## ЗАДАНИЯ
a) Что, согласно фрагменту о Ницше, Ницше не создаёт, в отличие от Гегеля и Макиавелли?
b) Воспроизведите дословно строки списка от строки с «of the floating» до конца списка, включая обе границы.

## ФРАГМЕНТ ДОКУМЕНТА
------------------------------------------------------------------------

Если сравнивать Ницше с другими политическими мыслителями, то общим для всех них, в отличие от него, будет, пожалуй, признание некой чёткой определённости политического. Таковое чаще всего определялось для них Богом или трансценденцией, или соотносилась с той или иной отдельной специфической сферой человеческой действительности. Политическая мысль, например, (у Гегеля) может воплощаться в проектировании стабильных и становящихся тотальностей; тогда в качестве систематического целого она есть выражение самосознания некоей фактической действительности, выполняет функции какого-то частного оправдания или опровержения и преисполнена субстанциальным сознанием того объемлющего, которое существует. Либо она (у Макиавелли) может разворачиваться, рассматривая частные реальности и их значение для собственного законодательства власти; тогда разрабатывается типология ситуаций и правил поведения, как в смысле политической техники, так и в смысле непосредственной апелляции к нерационализируемым до конца действиям, вытекающим из воли к власти, присутствия духа или храбрости. Ницше не идёт ни одним из этих путей, не создавая ни конструктивного целого, как Гегель, ни практической политики, как Макиавелли. Он мыслит, движимый всеобъемлющей заботой о человеческом бытии, ещё, или уже, не обладая какой-либо объемлющей субстанцией. Он продумывает определяющий первоисток политических событий, методически не углубляясь в отдельные конкретные моменты реального политического поведения, которое можно ежедневно наблюдать в борьбе сил и столкновениях людей. Он хочет породить движение, которое коснулось бы последних оснований человеческого бытия, своей мыслью вовлечь в это движение слушающих и понимающих его людей, без того, чтобы содержание этого движения уже было определено и ограничено государственными, национальными и социологическими рамками. Содержание это, определяющее все суждения, является у него, скорее, всеохватывающей позицией по отношению к бытиюв целом, это уже не только политика, но философия, благодаря которой в изобилии возможностей, лишённом какого-то рационального принципа, противоположные и противоречивые из них могут быть опробованы только под водительством идеи спасения и обогащения человеческого бытия.

------------------------------------------------------------------------

## Фрагменты данных с точечной разметкой
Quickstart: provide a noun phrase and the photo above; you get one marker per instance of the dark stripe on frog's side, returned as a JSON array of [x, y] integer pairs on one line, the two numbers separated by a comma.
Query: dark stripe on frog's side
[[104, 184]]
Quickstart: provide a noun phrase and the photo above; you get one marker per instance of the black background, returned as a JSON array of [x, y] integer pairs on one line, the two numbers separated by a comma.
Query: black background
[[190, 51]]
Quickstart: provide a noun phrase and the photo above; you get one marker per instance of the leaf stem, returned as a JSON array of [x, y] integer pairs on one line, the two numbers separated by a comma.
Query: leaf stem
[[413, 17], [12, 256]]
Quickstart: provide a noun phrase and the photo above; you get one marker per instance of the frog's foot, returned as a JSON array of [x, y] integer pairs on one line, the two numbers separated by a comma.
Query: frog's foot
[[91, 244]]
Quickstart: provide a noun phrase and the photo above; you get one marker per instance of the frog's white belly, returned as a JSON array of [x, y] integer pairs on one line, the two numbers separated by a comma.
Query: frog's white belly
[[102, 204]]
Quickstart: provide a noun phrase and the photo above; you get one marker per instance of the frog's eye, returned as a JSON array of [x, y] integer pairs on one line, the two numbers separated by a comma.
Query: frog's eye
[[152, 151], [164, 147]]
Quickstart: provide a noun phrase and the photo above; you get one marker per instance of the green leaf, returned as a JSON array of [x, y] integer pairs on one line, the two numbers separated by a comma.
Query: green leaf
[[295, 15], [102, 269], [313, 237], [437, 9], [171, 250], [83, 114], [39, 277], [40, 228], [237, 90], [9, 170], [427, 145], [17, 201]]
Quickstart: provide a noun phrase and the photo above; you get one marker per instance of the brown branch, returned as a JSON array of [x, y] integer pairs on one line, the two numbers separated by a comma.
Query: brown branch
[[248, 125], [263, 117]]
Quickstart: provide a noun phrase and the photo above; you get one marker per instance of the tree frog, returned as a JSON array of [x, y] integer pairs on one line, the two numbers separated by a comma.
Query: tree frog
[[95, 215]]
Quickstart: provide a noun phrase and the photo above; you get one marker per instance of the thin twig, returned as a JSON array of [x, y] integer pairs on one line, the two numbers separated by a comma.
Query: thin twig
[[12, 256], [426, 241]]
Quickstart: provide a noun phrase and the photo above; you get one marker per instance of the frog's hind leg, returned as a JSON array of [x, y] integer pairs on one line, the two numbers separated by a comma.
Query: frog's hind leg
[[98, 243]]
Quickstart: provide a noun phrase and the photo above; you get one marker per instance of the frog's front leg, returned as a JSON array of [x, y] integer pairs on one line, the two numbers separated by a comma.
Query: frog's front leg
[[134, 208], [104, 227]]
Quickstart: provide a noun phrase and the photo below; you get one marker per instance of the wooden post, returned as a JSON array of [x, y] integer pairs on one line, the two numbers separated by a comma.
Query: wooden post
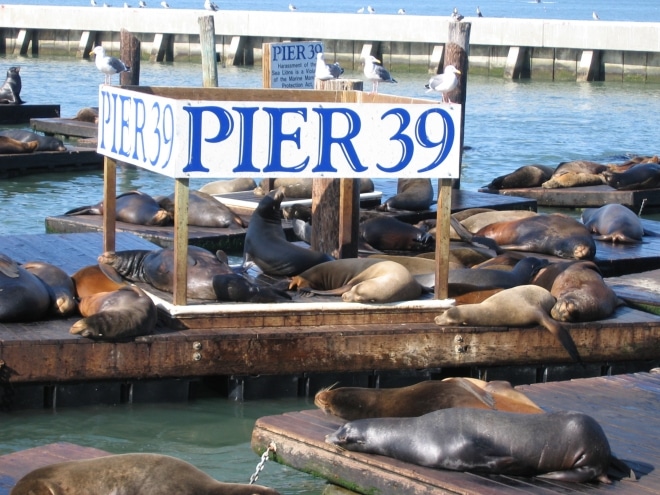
[[109, 203], [207, 47], [129, 53]]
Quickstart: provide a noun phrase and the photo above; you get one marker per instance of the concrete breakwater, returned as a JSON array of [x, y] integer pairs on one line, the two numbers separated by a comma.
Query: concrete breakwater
[[509, 47]]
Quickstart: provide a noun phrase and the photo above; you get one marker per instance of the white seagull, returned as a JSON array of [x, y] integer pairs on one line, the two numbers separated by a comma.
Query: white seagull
[[444, 83], [108, 65], [324, 71], [376, 73]]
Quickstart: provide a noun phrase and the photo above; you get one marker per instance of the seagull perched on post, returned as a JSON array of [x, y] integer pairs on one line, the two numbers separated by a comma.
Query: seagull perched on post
[[444, 83], [376, 73], [324, 71], [108, 65]]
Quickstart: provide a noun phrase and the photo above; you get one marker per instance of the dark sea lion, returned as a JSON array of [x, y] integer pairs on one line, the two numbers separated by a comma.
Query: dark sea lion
[[146, 474], [24, 296], [564, 446], [266, 244], [59, 284], [554, 234], [519, 306], [45, 143], [120, 314], [641, 176], [10, 90], [228, 185], [411, 194], [10, 146], [205, 211], [390, 234], [157, 269], [613, 222], [360, 280], [351, 403], [523, 177], [133, 207], [581, 292]]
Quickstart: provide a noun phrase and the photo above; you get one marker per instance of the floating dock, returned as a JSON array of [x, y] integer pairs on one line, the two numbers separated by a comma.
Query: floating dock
[[626, 406]]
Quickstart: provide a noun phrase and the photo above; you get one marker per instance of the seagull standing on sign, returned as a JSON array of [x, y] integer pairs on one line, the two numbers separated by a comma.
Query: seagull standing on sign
[[376, 73], [108, 65]]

------------------------------------------------------------------------

## ОТВЕТЫ ПО ЗАДАНИЯМ
a) Ни конструктивного целого, как Гегель, ни практической политики, как Макиавелли.

b)
Quickstart: provide a noun phrase and the photo above; you get one marker per instance of the floating dock, returned as a JSON array of [x, y] integer pairs on one line, the two numbers separated by a comma.
Query: floating dock
[[626, 406]]
Quickstart: provide a noun phrase and the photo above; you get one marker per instance of the seagull standing on sign, returned as a JSON array of [x, y] integer pairs on one line, the two numbers separated by a comma.
Query: seagull standing on sign
[[376, 73], [108, 65]]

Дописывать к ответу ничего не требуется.